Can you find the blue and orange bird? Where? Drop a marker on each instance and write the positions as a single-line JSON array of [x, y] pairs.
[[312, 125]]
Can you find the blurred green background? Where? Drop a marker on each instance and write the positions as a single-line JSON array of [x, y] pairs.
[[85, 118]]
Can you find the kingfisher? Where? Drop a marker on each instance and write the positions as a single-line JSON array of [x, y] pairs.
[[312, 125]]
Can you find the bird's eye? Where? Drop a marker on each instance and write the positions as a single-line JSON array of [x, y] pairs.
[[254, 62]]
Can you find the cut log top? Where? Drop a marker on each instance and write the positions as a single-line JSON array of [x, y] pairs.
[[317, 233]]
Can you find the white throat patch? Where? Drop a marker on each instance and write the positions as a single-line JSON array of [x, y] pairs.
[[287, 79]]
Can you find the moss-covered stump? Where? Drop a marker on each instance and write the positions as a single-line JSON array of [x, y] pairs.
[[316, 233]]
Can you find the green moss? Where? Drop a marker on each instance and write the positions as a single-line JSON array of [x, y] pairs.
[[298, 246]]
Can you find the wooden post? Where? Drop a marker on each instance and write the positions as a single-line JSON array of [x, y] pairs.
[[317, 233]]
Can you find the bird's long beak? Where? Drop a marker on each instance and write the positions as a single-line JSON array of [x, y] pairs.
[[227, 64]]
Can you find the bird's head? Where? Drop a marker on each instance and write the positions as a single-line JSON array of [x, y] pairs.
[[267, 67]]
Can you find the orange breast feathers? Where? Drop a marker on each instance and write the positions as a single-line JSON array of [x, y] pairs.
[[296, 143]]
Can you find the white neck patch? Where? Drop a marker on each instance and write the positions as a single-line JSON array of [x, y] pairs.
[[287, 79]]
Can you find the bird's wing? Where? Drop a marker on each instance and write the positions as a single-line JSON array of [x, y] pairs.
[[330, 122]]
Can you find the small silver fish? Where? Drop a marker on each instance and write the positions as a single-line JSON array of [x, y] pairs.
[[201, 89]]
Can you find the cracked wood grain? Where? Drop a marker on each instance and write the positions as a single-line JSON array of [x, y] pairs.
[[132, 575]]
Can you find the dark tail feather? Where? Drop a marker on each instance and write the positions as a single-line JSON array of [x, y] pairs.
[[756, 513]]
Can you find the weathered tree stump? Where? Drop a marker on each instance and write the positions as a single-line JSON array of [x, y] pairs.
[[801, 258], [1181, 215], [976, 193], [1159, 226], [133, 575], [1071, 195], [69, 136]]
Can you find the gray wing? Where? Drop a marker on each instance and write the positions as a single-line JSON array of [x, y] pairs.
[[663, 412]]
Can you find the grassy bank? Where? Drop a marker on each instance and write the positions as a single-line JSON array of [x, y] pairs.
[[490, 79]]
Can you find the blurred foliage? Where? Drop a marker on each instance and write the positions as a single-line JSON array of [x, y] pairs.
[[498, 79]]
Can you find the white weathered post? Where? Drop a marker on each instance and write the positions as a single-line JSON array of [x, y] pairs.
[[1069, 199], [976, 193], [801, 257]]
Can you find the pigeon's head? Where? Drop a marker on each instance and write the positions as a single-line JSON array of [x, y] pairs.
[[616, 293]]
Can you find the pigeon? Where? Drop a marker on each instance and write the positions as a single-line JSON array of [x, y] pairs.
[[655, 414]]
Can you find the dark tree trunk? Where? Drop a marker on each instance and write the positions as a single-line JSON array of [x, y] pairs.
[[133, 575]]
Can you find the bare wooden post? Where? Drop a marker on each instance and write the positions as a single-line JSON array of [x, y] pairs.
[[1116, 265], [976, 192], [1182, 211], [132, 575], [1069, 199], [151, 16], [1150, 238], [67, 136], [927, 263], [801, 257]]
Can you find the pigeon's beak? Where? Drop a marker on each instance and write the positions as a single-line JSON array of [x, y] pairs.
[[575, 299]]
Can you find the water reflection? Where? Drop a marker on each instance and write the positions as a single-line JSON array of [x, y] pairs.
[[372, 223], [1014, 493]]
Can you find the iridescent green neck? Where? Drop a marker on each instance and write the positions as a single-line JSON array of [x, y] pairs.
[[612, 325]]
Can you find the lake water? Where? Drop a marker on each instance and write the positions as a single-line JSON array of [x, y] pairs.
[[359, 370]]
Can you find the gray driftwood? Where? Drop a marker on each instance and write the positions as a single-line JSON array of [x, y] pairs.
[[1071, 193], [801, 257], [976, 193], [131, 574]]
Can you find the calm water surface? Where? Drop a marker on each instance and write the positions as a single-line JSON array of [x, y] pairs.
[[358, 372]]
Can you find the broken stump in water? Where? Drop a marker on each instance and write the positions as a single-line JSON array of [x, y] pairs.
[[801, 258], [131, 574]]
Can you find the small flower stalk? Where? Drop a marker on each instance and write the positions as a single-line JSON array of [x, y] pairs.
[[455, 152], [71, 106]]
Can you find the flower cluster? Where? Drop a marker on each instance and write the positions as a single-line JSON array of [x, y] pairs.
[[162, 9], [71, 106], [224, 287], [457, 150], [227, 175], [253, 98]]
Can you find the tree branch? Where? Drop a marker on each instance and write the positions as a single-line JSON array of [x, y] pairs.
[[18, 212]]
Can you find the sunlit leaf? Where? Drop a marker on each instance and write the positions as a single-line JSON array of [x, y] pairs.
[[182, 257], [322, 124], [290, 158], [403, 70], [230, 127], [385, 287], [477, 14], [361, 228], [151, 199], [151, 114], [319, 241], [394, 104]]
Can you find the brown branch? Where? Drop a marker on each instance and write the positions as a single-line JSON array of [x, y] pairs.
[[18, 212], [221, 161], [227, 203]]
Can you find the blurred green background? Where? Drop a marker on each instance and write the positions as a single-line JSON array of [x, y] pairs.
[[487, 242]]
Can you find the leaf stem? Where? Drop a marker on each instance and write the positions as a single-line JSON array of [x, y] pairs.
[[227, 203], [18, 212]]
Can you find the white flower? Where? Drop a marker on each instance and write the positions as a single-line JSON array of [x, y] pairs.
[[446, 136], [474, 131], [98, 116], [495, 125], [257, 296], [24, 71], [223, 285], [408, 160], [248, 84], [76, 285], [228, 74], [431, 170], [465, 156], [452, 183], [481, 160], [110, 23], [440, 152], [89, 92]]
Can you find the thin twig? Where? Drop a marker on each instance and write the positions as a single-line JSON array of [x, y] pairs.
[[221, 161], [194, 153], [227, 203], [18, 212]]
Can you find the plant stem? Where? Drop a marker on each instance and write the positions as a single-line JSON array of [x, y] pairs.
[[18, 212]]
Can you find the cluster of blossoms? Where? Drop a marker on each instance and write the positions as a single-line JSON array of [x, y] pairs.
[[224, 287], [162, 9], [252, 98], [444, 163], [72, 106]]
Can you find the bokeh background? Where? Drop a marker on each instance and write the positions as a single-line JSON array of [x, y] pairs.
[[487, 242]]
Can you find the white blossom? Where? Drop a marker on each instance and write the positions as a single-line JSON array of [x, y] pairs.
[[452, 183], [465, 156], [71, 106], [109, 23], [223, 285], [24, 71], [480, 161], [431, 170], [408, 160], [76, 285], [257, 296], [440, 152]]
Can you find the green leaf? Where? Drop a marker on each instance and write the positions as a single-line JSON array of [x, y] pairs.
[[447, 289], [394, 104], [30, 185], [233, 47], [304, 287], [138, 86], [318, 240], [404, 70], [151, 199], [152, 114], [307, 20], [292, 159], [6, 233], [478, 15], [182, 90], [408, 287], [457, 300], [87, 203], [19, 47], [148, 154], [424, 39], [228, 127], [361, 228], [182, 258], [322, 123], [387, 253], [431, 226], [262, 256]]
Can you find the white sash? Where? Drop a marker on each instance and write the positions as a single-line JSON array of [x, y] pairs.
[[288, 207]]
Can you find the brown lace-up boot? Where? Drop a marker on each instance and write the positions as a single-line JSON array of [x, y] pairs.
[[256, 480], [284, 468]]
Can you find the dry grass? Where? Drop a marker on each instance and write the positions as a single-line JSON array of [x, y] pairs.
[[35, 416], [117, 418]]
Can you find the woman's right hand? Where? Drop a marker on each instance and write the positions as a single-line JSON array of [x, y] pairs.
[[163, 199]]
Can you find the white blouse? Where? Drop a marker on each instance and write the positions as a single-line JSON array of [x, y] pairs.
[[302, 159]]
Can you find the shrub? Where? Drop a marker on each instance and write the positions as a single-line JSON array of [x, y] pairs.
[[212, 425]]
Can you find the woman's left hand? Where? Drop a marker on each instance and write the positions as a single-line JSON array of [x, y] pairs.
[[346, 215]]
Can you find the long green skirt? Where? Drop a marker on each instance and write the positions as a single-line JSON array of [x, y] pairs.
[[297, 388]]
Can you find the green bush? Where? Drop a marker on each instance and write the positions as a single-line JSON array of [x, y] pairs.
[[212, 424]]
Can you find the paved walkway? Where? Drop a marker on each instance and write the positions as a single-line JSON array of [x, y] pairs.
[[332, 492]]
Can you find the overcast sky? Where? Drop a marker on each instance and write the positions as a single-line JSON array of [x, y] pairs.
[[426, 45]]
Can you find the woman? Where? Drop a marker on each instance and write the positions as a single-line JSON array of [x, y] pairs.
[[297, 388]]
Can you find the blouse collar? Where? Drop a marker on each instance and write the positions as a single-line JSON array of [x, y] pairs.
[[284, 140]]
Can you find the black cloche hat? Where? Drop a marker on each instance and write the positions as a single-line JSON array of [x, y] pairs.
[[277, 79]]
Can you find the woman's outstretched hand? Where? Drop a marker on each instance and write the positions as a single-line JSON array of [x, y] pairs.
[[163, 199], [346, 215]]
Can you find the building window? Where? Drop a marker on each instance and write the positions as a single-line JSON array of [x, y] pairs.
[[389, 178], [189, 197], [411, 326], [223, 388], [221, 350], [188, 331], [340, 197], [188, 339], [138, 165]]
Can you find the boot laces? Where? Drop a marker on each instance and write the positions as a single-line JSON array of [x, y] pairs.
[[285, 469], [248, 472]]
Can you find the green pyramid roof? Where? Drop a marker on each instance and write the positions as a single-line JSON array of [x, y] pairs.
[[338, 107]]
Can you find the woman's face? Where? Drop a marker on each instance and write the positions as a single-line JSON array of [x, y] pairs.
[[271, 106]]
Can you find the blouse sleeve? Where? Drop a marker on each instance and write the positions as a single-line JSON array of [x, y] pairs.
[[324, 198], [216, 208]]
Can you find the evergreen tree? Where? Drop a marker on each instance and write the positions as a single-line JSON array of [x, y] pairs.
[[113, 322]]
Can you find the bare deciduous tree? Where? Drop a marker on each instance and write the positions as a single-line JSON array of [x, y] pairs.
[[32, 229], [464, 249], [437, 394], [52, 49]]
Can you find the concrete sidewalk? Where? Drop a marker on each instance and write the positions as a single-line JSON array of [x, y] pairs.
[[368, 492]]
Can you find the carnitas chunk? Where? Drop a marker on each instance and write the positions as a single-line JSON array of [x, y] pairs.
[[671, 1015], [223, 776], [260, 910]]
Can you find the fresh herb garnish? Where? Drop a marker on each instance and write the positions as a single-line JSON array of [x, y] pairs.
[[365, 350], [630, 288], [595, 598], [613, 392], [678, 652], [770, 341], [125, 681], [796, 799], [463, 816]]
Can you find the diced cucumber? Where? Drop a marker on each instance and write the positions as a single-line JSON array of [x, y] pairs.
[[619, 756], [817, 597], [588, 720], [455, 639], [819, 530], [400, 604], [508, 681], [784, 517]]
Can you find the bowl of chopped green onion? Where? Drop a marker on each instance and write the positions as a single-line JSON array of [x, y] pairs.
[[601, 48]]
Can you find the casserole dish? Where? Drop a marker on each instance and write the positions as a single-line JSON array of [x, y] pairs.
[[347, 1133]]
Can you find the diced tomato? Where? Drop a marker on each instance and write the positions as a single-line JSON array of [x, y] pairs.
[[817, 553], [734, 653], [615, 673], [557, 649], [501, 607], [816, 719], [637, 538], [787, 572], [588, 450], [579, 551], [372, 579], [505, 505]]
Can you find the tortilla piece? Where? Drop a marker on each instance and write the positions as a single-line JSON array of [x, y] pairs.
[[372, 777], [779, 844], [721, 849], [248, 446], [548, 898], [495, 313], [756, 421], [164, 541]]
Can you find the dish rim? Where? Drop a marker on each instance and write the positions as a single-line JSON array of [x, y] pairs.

━━━

**WHAT TO PRODUCE**.
Respond with the exact lines running from the one that contains "Can you find the tortilla" through the last line of the data above, and no other lines.

**YOUR RESPONSE**.
Can you find the tortilla piece? Where? Drop a marker on each instance and write the positions as a single-line JSON array of [x, y] pairs.
[[372, 777], [779, 844], [721, 849], [248, 446], [548, 898], [495, 313], [756, 421], [164, 541]]
Can you find the dish rim? Where? Drop a marker on each instance and write the positions as a single-line JSON array of [x, y] pairs.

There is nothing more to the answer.